** Цель A **
В каком издательстве вышла книга Робера Десноса, которой посвящен текст о книге Робера Десноса?
** Цель B **
Подхватите текст о книге Робера Десноса и продолжите его сразу после последнего предложения.

** Исходный текст **
================

Свидетельство о регистрации средства массовой информации Эл № ФС77-47356 выдано от 16 ноября 2011 г. Федеральной службой по надзору в сфере связи, информационных технологий и массовых коммуникаций (Роскомнадзор)

Читальный зал

национальный проект сбережения
русской литературы

Союз писателей XXI века
Издательство Евгения Степанова
«Вест-Консалтинг»

Ольга СОКОЛОВА



КОГДА ХУДОЖНИК ОТКРЫВАЕТ ГЛАЗА



О книге Робера Десноса “Когда художник открывает глаза. Заметки о живописи и кино 1923-1944.
(М.: ООО «Изд-во Грюндриссе», 2016. – 204 с.)

В издательстве Grundrisse вышла книга эссе Робера Десноса в переводе С.Дубина («Небеса Констембля» и «Знаки на стене» Б.Дубина).

================

** Данные **
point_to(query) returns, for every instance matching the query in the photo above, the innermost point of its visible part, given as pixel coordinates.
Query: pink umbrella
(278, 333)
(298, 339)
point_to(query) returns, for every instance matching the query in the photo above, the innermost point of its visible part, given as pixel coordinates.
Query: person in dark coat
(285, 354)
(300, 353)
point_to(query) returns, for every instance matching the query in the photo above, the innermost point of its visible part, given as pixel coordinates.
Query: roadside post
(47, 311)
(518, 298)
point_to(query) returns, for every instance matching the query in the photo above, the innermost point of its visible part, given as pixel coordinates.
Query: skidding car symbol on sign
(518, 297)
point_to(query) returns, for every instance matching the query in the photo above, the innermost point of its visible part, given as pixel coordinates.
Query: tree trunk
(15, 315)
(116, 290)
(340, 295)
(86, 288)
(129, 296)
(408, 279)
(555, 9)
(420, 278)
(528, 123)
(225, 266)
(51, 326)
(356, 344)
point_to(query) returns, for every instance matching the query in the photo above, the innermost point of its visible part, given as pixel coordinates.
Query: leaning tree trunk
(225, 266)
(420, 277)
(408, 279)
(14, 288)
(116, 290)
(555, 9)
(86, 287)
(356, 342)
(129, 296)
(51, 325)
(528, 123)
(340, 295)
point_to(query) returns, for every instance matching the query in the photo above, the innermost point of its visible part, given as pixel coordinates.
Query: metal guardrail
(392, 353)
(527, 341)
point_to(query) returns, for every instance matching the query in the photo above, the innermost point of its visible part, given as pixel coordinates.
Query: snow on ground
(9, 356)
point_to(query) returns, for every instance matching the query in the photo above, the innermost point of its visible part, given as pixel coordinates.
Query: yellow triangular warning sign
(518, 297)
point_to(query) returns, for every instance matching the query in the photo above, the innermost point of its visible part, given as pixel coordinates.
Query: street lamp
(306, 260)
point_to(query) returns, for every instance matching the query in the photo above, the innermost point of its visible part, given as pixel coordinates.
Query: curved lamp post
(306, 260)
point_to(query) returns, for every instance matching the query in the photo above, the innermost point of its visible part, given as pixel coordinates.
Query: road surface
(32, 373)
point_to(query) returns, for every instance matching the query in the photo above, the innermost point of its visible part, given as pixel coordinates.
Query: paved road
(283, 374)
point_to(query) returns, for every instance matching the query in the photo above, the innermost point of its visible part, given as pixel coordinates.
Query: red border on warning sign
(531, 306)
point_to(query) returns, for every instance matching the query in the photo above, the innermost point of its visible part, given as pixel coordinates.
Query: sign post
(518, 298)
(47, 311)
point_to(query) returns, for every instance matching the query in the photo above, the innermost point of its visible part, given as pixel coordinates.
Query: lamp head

================

** Ответ на задание A **
В издательстве Grundrisse (ООО «Изд-во Грюндриссе»).

** Ответ на задание B **
Фраза Робера Десноса «Когда художник открывает глаза», выведенная в название книги, наделена ароматом ушедшей эпохи и прекрасна тем, что сейчас уже никто не выскажется подобным образом всерьёз. Тем более, всю эту книгу гораздо в большей степени можно было бы воспринимать, как сновидение или грёзу, которая зачастую оказывается гораздо ярче и невероятнее реальности. Грёзы, чья сила сквозит в каждой строчке и оказывается почти зримой. Луи Арагон говорил о поэзии, как о «тьме с открытыми глазами». «Когда художник открывает глаза» - в его власти заклясть реальность силой этой грёзы. Всё это путешествие от одного эссе к другому позволяет очутиться в той эпохе, когда повседневности слишком не было места, когда кинематограф слишком не мог не быть магией, любовь – фатумом, а смерть – наградой. Но искры слов прочерчивают во времени огненные дуги - ведь их достоверность не подлежит сомнению. И она не даёт забыть о себе даже тогда, когда отданное течению авторского воображения читательское внимание оказывается в месте, противоположном от предполагаемого. Потому что автор, словно фокусник, извлекающий из шляпы заячьи уши - гирлянды невообразимых вещей, освобождает силой своей фантазии невидимые пути смысла.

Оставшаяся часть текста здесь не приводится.